= CONSIGNE À SUIVRE =
Répondez aux questions suivantes à partir de l'extrait sur le rôle de l'Union africaine :
(a) Comment le gouvernement fédéral a-t-il classé certaines des questions les plus importantes en matière de droits humains ?
(b) Pour quelle raison l'Union européenne a-t-elle suspendu son soutien au gouvernement fédéral ?
(c) Pour promouvoir la paix et la stabilité dans la région, l'Union africaine doit faire pression pour obtenir quoi ?

= EXTRAIT À LIRE =
Quel rôle jouent les institutions internationales telles que l’Union africaine dans la promotion de la paix et de la démocratie ?

L’Union africaine a essayé d’interagir avec le gouvernement ; cependant, le gouvernement fédéral a classé certaines des questions les plus importantes en matière de droits humains comme « affaires internes » et n’a donc pas voulu accepter une intervention directe de l’Union africaine. Je recommande à l’Union africaine et aux autres organisations internationales de ne soutenir le gouvernement fédéral que lorsqu’il agit en toute légitimité, notamment pour assurer la sécurité des défenseurs et des organisations des droits humains. Par exemple, l’Union européenne a suspendu son soutien au gouvernement fédéral en raison du manque d’accès à l’aide humanitaire dans les zones de conflit.

Pour promouvoir la paix et la stabilité dans la région, l’Union africaine doit faire pression pour que des enquêtes soient menées sur les violations des droits humains. Plus important encore, elle doit travailler en étroite collaboration avec le gouvernement fédéral pour fournir des conseils et de l’assistance technique afin de s’assurer qu’il s’abstient de toute action non conforme aux normes et standards adoptés par l’UA. Un soutien important est nécessaire pour permettre à la société civile éthiopienne d’être plus proactive dans ses liens avec la communauté internationale de la société civile et d’utiliser les mécanismes dont dispose l’Union africaine pour faire pression sur les gouvernements africains afin qu’ils adoptent un comportement plus démocratique et donnent la priorité au bien commun.

Quelles sont les perspectives pour la démocratie en Éthiopie ?

= DONNÉES À EXAMINER =

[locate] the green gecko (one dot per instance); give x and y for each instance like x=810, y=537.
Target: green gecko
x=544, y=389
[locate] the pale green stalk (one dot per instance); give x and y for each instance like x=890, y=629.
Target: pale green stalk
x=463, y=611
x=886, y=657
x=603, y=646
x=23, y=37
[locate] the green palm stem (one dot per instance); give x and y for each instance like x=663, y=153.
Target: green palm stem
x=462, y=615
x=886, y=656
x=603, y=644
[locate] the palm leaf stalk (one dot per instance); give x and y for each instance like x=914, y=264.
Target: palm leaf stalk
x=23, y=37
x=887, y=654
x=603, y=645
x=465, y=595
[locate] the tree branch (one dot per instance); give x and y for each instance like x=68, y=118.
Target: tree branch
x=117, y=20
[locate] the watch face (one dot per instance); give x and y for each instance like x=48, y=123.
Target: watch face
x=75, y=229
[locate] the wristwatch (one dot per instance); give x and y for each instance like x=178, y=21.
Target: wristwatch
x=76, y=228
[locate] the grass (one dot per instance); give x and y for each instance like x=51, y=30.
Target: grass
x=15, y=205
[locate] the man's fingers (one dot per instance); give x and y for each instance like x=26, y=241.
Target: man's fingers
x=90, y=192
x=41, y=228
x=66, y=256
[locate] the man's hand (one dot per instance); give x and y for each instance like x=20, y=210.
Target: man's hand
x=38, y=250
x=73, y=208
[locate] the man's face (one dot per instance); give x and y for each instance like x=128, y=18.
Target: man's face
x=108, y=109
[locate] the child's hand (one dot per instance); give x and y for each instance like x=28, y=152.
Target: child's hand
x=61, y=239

= RÉPONSE RÉDIGÉE =
(a) Il les a classées comme des « affaires internes ».
(b) Elle l'a suspendu en raison du manque d'accès à l'aide humanitaire dans les zones de conflit.
(c) Elle doit faire pression pour que des enquêtes soient menées sur les violations des droits humains.